WHAT THE TASK ASKS:
In the records below, substitute "denim trousers" for every "blue jeans" and write out again the lines starting at the one containing "Please spot the horse's ear" and ending at the last line of the records, leaving everything else unchanged.

[Object pointing dataset rows]
— BEGIN —

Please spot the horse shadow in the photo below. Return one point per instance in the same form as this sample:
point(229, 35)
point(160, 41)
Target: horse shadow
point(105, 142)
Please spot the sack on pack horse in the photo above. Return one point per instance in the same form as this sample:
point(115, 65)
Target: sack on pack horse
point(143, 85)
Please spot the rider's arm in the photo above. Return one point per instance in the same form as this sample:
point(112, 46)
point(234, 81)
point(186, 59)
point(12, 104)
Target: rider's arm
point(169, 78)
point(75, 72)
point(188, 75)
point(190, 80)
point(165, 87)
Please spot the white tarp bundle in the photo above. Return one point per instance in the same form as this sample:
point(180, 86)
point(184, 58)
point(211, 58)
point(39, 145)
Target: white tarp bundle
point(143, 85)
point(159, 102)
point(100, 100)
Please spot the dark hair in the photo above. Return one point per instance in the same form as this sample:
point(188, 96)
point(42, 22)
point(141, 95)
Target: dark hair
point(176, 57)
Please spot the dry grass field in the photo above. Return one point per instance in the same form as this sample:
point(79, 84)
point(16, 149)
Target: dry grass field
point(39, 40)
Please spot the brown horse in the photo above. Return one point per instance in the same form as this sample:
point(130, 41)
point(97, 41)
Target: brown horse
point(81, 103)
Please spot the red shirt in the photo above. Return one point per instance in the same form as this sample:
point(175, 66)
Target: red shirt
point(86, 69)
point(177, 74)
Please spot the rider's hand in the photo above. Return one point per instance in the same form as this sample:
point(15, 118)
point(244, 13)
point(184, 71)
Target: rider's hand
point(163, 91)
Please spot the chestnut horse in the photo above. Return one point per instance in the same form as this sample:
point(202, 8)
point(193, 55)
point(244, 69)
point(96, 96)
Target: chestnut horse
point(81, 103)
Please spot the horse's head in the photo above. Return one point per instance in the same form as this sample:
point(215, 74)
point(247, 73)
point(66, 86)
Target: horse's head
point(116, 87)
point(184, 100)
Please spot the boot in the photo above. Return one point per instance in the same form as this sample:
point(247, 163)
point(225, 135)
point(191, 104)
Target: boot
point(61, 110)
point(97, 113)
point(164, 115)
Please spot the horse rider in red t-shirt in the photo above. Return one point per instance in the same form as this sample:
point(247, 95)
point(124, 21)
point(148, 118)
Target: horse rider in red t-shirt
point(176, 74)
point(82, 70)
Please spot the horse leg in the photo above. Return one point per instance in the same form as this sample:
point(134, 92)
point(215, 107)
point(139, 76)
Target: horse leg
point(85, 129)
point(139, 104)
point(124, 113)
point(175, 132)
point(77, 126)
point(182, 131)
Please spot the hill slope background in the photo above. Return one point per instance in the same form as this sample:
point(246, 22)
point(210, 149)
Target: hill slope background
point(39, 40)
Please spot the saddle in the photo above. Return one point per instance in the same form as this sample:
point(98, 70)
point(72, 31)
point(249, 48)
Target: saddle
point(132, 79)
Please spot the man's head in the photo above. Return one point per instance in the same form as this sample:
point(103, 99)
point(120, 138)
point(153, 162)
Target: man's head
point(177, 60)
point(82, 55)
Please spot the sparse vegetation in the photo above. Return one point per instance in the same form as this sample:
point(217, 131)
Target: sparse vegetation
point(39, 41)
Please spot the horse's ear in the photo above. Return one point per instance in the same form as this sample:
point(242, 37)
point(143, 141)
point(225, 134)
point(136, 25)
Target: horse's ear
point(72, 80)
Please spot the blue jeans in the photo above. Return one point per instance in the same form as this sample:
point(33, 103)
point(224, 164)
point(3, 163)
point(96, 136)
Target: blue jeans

— END —

FINISHED TASK:
Please spot the horse's ear in the photo above. Return one point per instance in the same form as this sample:
point(242, 37)
point(143, 141)
point(225, 134)
point(136, 25)
Target: horse's ear
point(72, 80)
Please spot the denim trousers in the photo above. Return one point per instance in the same form as this sample:
point(33, 103)
point(224, 164)
point(3, 163)
point(96, 136)
Target: denim trousers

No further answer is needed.